My main function reads json from a file, unmarshals it into a struct, converts it into another struct type and spits out formatted JSON through stdout.
I'm trying to implement goroutines and channels to add concurrency to my for loop.
func main() {
muvMap := map[string]string{"male": "M", "female": "F"}
fileA, err := os.Open("serviceAfileultimate.json")
if err != nil {
panic(err)
}
defer fileA.Close()
data := make([]byte, 10000)
count, err := fileA.Read(data)
if err != nil {
panic(err)
}
dataBytes := data[:count]
var servicesA ServiceA
json.Unmarshal(dataBytes, &servicesA)
var servicesB = make([]ServiceB, servicesA.Count)
goChannels := make(chan ServiceB, servicesA.Count)
for i := 0; i < servicesA.Count; i++ {
go func() {
reflect.ValueOf(&servicesB[i]).Elem().FieldByName("Address").SetString(Merge(&servicesA.Users[i].Location))
reflect.ValueOf(&servicesB[i]).Elem().FieldByName("Date_Of_Birth").SetString(dateCopyTransform(servicesA.Users[i].Dob))

:: ENTRIES SHOWN ::
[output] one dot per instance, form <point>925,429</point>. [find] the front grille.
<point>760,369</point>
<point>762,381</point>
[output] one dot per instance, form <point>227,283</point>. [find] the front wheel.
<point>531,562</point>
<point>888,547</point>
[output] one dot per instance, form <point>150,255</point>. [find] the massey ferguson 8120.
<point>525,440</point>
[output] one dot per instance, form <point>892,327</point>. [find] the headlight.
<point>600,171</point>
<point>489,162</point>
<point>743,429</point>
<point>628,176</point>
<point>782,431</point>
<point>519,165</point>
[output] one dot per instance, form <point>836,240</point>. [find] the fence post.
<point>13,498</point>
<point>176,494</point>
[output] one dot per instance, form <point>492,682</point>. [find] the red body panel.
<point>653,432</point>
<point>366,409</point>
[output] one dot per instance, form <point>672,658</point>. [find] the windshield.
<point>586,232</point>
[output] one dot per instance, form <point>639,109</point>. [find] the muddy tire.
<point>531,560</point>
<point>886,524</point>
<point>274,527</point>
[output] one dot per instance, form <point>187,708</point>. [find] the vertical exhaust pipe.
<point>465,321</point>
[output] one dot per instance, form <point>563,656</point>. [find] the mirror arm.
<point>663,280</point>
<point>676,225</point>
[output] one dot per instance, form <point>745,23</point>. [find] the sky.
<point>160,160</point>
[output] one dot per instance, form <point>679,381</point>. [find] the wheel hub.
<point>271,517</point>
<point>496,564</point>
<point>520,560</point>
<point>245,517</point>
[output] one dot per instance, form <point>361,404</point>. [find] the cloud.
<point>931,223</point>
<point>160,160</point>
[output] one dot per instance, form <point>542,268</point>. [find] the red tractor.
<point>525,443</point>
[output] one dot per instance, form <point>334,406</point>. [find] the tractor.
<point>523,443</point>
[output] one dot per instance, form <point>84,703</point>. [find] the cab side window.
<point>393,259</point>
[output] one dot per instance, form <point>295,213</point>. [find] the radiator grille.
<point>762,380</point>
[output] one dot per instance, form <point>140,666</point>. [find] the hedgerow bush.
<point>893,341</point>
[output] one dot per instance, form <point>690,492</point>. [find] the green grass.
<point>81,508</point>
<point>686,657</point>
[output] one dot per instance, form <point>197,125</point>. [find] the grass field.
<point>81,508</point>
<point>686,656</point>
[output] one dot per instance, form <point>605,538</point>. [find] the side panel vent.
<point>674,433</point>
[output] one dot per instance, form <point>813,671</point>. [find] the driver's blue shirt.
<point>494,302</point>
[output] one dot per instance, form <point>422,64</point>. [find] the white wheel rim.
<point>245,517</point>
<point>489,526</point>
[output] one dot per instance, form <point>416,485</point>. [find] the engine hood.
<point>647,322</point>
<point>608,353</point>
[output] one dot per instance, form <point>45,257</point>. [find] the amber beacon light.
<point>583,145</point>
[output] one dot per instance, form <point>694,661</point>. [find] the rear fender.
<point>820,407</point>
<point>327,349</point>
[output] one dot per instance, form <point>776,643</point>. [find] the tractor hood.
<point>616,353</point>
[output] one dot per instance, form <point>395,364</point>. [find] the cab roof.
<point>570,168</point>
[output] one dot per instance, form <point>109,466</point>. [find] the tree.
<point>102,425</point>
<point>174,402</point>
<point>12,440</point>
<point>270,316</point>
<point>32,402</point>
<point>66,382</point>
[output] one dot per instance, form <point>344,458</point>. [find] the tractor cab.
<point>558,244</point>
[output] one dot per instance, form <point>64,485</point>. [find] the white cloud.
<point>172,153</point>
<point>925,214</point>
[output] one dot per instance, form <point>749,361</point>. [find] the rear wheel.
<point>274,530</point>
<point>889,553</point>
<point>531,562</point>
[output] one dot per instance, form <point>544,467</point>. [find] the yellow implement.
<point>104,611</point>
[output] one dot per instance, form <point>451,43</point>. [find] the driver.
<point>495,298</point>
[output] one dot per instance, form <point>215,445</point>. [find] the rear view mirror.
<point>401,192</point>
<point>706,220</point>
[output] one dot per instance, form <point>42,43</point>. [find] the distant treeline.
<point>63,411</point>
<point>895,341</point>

:: YOUR TASKS ::
1. Multiply the coordinates in the answers by 2.1, rounding to whole numbers with halves rounded up, and rewrite the stretch of records from their start through the line containing "<point>523,443</point>", both ends included. Copy the requests and their format samples unchanged.
2. Continue the Go concurrency question from the point where it stops.
The records are unrelated to the text about Go concurrency.

:: TASK ANSWERS ::
1.
[output] one dot per instance, form <point>925,429</point>. [find] the front grille.
<point>1596,775</point>
<point>1600,800</point>
[output] one dot per instance, form <point>227,283</point>. [find] the front wheel.
<point>1115,1180</point>
<point>1865,1149</point>
[output] one dot per instance, form <point>150,255</point>. [find] the massey ferguson 8120.
<point>1103,924</point>
[output] one dot per instance, form <point>892,327</point>. [find] the headlight.
<point>1260,359</point>
<point>1027,340</point>
<point>1560,901</point>
<point>1319,370</point>
<point>1642,905</point>
<point>1090,347</point>
[output] one dot per instance, form <point>836,240</point>. [find] the fence post.
<point>27,1046</point>
<point>370,1037</point>
[output] one dot per instance, form <point>492,682</point>. [find] the red body panel.
<point>1371,907</point>
<point>769,859</point>
[output] one dot per instance, form <point>672,658</point>. [find] the windshield.
<point>1231,487</point>
[output] one dot per instance, form <point>639,109</point>. [find] the muddy tire.
<point>1115,1176</point>
<point>1861,1100</point>
<point>575,1107</point>
[output] one dot per instance, form <point>187,708</point>. [find] the vertical exhaust pipe.
<point>977,674</point>
[output] one dot per instance, form <point>563,656</point>. [find] the mirror arm.
<point>1392,588</point>
<point>1420,473</point>
[output] one dot per instance, form <point>745,23</point>. [find] the sky.
<point>336,336</point>
[output] one dot per instance, form <point>679,381</point>. [find] the wheel hub.
<point>569,1086</point>
<point>1042,1184</point>
<point>1092,1176</point>
<point>515,1086</point>
[output] one dot per instance, form <point>361,404</point>. [find] the cloud.
<point>1955,468</point>
<point>336,336</point>
[output] one dot per instance, form <point>542,268</point>. [find] the red tractor.
<point>1103,930</point>
[output] one dot per instance, form <point>334,406</point>. [find] the tractor.
<point>1098,930</point>

2.
reflect.ValueOf(&servicesB[i]).Elem().FieldByName("Email").SetString(servicesA.Users[i].Email)
reflect.ValueOf(&servicesB[i]).Elem().FieldByName("Fullname").SetString(Merge(&servicesA.Users[i].Name))
reflect.ValueOf(&servicesB[i]).Elem().FieldByName("Gender").SetString(muvMap[servicesA.Users[i].Gender])
reflect.ValueOf(&servicesB[i]).Elem().FieldByName("Phone").SetString(servicesA.Users[i].Cell)
reflect.ValueOf(&servicesB[i]).Elem().FieldByName("Username").SetString(servicesA.Users[i].Username)
goChannels <- servicesB[i]
}()
}
for index := range goChannels {
json.NewEncoder(os.Stdout).Encode(index)
}
}
It compiles but is returning messages like:
goroutine 1 [chan receive]: main.main() C://.....go.94 +0x55b.
You're printing the channels info, not the data it contains. You don't want a loop, you just want to receive then print.
json := <-index
json.NewEncoder(os.Stdout).Encode(json)
Now I do I need to point out, that code is not going to block. If you want to keep reading until all work is done you need some kind of locking/coordination mechanism.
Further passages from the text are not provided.